### Source material
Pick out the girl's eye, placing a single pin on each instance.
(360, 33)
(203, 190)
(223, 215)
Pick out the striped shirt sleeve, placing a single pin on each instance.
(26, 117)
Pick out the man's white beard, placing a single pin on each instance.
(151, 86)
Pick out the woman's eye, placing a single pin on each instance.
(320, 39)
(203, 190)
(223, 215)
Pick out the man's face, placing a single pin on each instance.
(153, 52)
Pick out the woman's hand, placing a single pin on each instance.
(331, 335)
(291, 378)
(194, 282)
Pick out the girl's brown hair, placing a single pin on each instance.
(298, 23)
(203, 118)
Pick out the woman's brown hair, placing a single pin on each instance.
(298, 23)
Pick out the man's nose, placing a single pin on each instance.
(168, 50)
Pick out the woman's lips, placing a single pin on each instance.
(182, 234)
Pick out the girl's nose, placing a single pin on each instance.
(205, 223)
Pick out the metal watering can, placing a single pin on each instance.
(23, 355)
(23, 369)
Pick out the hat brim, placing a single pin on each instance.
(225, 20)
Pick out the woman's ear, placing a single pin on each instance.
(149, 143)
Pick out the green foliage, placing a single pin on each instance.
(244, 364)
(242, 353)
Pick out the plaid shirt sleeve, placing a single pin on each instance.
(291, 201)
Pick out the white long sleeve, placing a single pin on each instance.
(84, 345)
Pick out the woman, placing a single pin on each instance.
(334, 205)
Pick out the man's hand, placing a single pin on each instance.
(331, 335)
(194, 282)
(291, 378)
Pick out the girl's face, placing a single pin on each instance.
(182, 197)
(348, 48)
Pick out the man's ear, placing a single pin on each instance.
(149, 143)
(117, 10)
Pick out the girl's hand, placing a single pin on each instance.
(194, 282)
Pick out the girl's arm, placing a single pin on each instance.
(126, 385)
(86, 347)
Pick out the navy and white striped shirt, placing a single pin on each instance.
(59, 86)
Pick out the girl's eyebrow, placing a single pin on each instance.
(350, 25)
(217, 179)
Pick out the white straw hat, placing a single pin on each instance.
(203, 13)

### Instructions to follow
Once the records end, copy them all again exactly.

### Answer space
Pick out the girl's eye, placing a single pin on each instance.
(360, 33)
(203, 190)
(223, 215)
Pick out the striped shirt sleeve, placing a single pin on each instance.
(26, 117)
Pick out the man's white beard, placing a single pin on each instance.
(151, 86)
Pick out the woman's eye, placing a single pin on each instance.
(320, 39)
(203, 190)
(223, 215)
Pick out the man's face, placing a single pin on each instance.
(153, 52)
Pick out the woman's hand, placing a single pin on each instance.
(331, 335)
(291, 378)
(194, 282)
Pick out the girl's brown hair, placing a single pin on each instance.
(298, 23)
(203, 118)
Pick out the woman's brown hair, placing a single pin on each instance.
(298, 23)
Pick out the man's nose, placing a single pin on each instance.
(168, 50)
Pick out the woman's lips, placing a single pin on each instance.
(182, 234)
Pick out the girl's nose, placing a single pin on each instance.
(205, 223)
Pick out the metal watering can, placing a single pin on each instance.
(23, 355)
(23, 369)
Pick out the hat brim, placing a single pin on each instance.
(225, 20)
Pick out the woman's ear, placing a single pin on each instance.
(149, 143)
Pick out the green foliage, placing a single pin on each instance.
(244, 364)
(242, 353)
Pick out the plaid shirt sleeve, placing a single pin on each instance.
(291, 201)
Pick out the white long sleeve, placing a single pin on each instance.
(84, 345)
Pick out the woman, placing a single pin on each instance.
(334, 205)
Pick out the man's hand, placing a single pin on each instance.
(331, 335)
(194, 282)
(291, 378)
Pick out the girl's face, placing a single pin on each instance.
(182, 197)
(348, 48)
Pick out the man's ear, placing a single pin on each instance.
(149, 143)
(117, 10)
Pick out the girl's hand, placing a single pin on each instance.
(194, 282)
Pick out the girl's arm, placing a single pin on each instance.
(126, 385)
(86, 347)
Pick out the navy and white striped shirt, placing a single pin on each instance.
(59, 86)
Pick out the girl's eyebrow, placing a single pin on each instance.
(350, 25)
(217, 179)
Pick out the white straw hat, placing a single pin on each instance.
(203, 13)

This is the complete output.